# [Task]
Rewrite the lines below, changing every "Put a dot on" to "Mark" and leaving everything else unchanged.

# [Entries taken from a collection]
## start
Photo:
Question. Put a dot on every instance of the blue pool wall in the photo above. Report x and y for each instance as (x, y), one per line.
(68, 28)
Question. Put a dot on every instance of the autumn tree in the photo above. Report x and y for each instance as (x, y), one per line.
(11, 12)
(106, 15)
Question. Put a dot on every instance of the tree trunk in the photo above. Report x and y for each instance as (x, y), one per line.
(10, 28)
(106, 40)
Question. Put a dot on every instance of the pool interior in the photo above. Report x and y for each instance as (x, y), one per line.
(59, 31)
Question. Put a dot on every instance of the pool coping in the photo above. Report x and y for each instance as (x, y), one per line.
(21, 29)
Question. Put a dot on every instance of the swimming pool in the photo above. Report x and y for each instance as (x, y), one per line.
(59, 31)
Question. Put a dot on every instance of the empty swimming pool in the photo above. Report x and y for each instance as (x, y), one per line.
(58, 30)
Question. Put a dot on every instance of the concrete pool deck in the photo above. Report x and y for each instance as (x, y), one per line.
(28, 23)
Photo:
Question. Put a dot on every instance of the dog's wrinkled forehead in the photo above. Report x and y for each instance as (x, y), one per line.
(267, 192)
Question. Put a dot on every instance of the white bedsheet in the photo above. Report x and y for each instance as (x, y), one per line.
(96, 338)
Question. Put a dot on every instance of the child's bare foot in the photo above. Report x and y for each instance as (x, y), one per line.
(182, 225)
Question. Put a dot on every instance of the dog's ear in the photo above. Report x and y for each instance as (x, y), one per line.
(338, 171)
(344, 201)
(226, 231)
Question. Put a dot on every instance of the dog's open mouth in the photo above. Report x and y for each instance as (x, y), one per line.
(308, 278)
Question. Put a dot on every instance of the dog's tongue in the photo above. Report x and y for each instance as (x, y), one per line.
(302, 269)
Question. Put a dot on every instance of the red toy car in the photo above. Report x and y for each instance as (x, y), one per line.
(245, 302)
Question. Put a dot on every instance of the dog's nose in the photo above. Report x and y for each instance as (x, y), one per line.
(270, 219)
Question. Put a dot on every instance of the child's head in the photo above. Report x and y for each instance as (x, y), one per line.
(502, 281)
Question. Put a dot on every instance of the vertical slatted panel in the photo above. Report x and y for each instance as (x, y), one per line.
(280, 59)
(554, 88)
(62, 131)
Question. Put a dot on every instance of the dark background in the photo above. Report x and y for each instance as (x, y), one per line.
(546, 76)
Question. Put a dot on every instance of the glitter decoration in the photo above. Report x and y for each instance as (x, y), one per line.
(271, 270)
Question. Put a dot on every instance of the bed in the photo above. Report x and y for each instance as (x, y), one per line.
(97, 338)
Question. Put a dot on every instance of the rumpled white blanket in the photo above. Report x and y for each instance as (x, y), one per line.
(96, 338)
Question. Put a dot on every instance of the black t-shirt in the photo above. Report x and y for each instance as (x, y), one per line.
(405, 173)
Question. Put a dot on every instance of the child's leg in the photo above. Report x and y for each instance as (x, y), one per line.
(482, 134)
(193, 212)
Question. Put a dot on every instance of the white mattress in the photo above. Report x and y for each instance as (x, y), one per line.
## end
# [Written response]
Photo:
Question. Mark every instance of the blue pool wall in the photo above. Report x and y for each instance as (x, y), one per line.
(68, 28)
Question. Mark every instance of the autumn tree in the photo above. Report x and y for each instance as (x, y), one per line.
(11, 12)
(106, 15)
Question. Mark every instance of the tree trunk in the photo above. Report x and y for each instance as (x, y), one per line.
(10, 28)
(106, 40)
Question. Mark every instance of the pool interior in the photo above. Report x and y for each instance as (x, y), one per line.
(59, 31)
Question. Mark every instance of the pool coping in the photo above. Report x and y for each instance as (x, y), one per line.
(21, 29)
Question. Mark every instance of the swimming pool in the photo above. Report x and y for each instance as (x, y), one per line.
(59, 31)
Question. Mark every instance of the empty swimming pool in the photo above. Report x and y for each instance as (x, y), one per line.
(58, 30)
Question. Mark every instance of the concrete pool deck in the photo above. Report x and y for each instance as (x, y), one per line.
(28, 23)
Photo:
Question. Mark every instance of the dog's wrinkled forehead in the photo above. Report x and y for each instance as (x, y), one per line.
(267, 192)
Question. Mark every instance of the white bedsheet in the photo above. Report x and y for each instance as (x, y), one per line.
(96, 338)
Question. Mark every instance of the child's bare foot in the photo above. Report x and y for each instance as (x, y), one per line.
(182, 225)
Question. Mark every instance of the dog's ear in the photo above. Report x and y for each instance as (x, y), one per line.
(338, 171)
(344, 201)
(226, 231)
Question. Mark every instance of the dog's open mouth in the photo above. Report x and y for each instance as (x, y), one per line.
(308, 278)
Question. Mark every instance of the dog's tongue in the photo above. Report x and y for each instance as (x, y), one per line.
(302, 269)
Question. Mark every instance of the red toy car in the photo above. Report x and y for each instance as (x, y), one per line.
(245, 302)
Question. Mark every instance of the dog's nose in the photo above. Report x and y for each instance as (x, y), one per line.
(270, 219)
Question. Mark every instance of the child's head in the photo above. Report x and y for each instance as (x, y), one per line.
(502, 281)
Question. Mark every instance of the vertical slatted panel in the photo above. Report x and y for each instance as (x, y), one per line.
(280, 59)
(554, 88)
(62, 131)
Question. Mark every instance of the dark background in the photo above. Report x and y for each instance as (x, y), one per line.
(546, 76)
Question. Mark every instance of the glitter decoration in the photo above. Report x and y for each instance as (x, y), one per line.
(271, 270)
Question. Mark every instance of the bed in the photo above. Report x and y for each instance as (x, y), one per line.
(97, 338)
Question. Mark every instance of the rumpled white blanket in the photo above. Report x and y for each instance as (x, y), one per line.
(96, 338)
Question. Mark every instance of the black t-shirt in the photo above. Report x and y for each instance as (x, y), one per line.
(405, 173)
Question. Mark every instance of the child's leg in the photo above. Report x and y for each instance as (x, y), one per line.
(482, 134)
(193, 212)
Question. Mark every instance of the white mattress in the photo above. Report x and y for each instance as (x, y), one per line.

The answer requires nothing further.